Extracted data entries
======

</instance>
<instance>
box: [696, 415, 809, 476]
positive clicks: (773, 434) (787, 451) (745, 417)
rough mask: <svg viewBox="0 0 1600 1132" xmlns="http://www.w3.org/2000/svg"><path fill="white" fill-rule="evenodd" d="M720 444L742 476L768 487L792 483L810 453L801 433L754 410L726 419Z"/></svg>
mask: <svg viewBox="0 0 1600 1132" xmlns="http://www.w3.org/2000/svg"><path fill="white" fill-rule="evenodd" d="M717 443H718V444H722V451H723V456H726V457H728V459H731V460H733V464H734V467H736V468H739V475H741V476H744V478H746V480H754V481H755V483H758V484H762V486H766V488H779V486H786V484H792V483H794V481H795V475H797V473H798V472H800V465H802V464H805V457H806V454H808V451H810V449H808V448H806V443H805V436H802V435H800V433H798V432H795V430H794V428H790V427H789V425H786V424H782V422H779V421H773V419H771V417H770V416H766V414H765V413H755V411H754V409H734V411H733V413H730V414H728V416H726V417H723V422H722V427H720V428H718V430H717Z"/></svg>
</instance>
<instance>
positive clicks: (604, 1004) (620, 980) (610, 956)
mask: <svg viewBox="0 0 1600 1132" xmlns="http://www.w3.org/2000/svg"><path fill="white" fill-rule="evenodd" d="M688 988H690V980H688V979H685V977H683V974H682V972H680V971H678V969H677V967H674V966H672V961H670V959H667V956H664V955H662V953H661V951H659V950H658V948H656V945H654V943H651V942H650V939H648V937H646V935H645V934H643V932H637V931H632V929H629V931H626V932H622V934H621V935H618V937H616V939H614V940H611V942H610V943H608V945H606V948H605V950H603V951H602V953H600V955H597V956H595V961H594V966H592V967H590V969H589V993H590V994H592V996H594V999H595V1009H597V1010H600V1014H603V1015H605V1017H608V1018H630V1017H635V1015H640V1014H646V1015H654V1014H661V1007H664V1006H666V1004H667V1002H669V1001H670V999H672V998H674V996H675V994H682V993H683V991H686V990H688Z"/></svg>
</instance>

======

Instructions for the task: Retype the entries above. Match them exactly.

Task result:
</instance>
<instance>
box: [696, 415, 809, 476]
positive clicks: (773, 434) (787, 451) (745, 417)
rough mask: <svg viewBox="0 0 1600 1132" xmlns="http://www.w3.org/2000/svg"><path fill="white" fill-rule="evenodd" d="M720 444L742 476L768 487L792 483L810 453L801 433L754 410L726 419Z"/></svg>
mask: <svg viewBox="0 0 1600 1132" xmlns="http://www.w3.org/2000/svg"><path fill="white" fill-rule="evenodd" d="M717 443H718V444H722V451H723V456H726V457H728V459H731V460H733V464H734V467H736V468H739V475H741V476H744V478H746V480H754V481H755V483H758V484H762V486H766V488H779V486H786V484H792V483H794V481H795V475H797V473H798V472H800V465H802V464H805V457H806V454H808V451H810V449H808V448H806V443H805V436H802V435H800V433H798V432H795V430H794V428H790V427H789V425H786V424H782V422H779V421H773V419H771V417H770V416H766V414H765V413H755V411H754V409H734V411H733V413H730V414H728V416H726V417H723V422H722V427H720V428H718V430H717Z"/></svg>
</instance>
<instance>
positive clicks: (604, 1004) (620, 980) (610, 956)
mask: <svg viewBox="0 0 1600 1132" xmlns="http://www.w3.org/2000/svg"><path fill="white" fill-rule="evenodd" d="M688 988H690V980H688V979H685V977H683V974H682V972H680V971H678V969H677V967H674V966H672V961H670V959H667V956H664V955H662V953H661V951H659V950H658V948H656V945H654V943H651V942H650V939H648V937H646V935H645V934H643V932H637V931H632V929H629V931H626V932H622V934H621V935H618V937H616V939H614V940H611V942H610V943H608V945H606V948H605V950H603V951H602V953H600V955H597V956H595V961H594V966H592V967H590V969H589V993H590V994H592V996H594V999H595V1009H597V1010H600V1014H603V1015H605V1017H608V1018H630V1017H635V1015H640V1014H646V1015H654V1014H661V1007H664V1006H666V1004H667V1002H669V1001H670V999H672V998H674V996H675V994H682V993H683V991H686V990H688Z"/></svg>
</instance>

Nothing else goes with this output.